◆ **Exercise instructions**
What you produce should match the records below precisely, except that images are removed.

◆ **Point-per-instance localization data**
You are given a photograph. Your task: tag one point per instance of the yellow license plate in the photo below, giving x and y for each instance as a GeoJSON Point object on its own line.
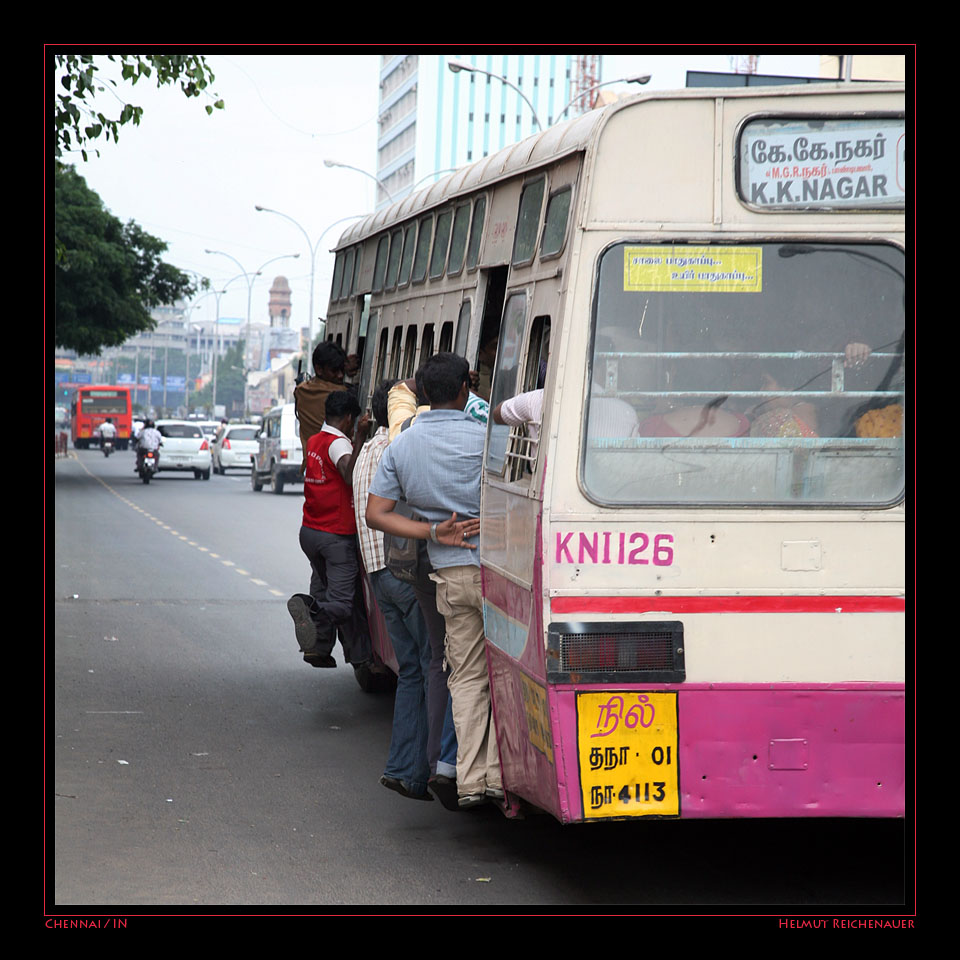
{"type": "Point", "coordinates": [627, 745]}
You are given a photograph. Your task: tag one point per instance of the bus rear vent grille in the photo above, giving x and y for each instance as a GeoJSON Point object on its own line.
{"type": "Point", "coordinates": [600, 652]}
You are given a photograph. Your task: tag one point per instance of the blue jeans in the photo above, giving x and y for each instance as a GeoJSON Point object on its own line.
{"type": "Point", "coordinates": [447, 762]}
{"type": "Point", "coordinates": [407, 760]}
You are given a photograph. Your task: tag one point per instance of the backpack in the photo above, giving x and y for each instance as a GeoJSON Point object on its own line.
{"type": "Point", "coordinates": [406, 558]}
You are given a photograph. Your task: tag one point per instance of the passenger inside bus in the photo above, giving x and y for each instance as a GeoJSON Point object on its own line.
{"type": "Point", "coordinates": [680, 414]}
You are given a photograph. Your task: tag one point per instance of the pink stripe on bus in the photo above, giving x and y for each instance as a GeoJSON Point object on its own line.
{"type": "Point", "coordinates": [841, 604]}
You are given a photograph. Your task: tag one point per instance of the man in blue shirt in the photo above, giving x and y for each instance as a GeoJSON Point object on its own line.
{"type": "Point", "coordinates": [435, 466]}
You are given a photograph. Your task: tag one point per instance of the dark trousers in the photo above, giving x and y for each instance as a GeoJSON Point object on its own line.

◆ **Written answer**
You are given a photograph. Your task: tag one point per instance of the yellow license plate in the photo below, giving x and y for each instance as a GeoJSON Point object on its own line.
{"type": "Point", "coordinates": [627, 745]}
You are given a photograph. Your task: tag one point per instance of the bus rear vent grille in the photo above, giving x and y for each instance as a GeoJSON Point object on its own line.
{"type": "Point", "coordinates": [600, 652]}
You are given a photograph. Your task: tag one point per instance of the blue jeans in the photo above, giving x and y for each instance as a GeoJSON Point object on its own line.
{"type": "Point", "coordinates": [447, 762]}
{"type": "Point", "coordinates": [407, 760]}
You are given a photograph. Your task: tag one point per instance of the backpack in the photo above, giving x and y for each instance as a GeoJSON Point object on its own line.
{"type": "Point", "coordinates": [406, 558]}
You are given a photograph. Your task: tag one point per instance of the passenger inside bus in the photo above, giving x and y for each instance as a GeoJSON Point object on its own line.
{"type": "Point", "coordinates": [680, 414]}
You are given a photograph. Your task: tag one point per instance of the pink stripe on bus in the photo above, giving x and y for each instance as a GeoJSON Point object on its own line.
{"type": "Point", "coordinates": [841, 604]}
You are given a photograph. Your task: tag one point per instance of the man in blue shirt in the photo above, giving x and y for each instance as a GeoJSON Point object on its own line.
{"type": "Point", "coordinates": [435, 466]}
You are given a photograph. Your task: tag one point per instance of the dark trousers in the photo above, giving x and y for each instance as a GeoJSON Point object on its own line.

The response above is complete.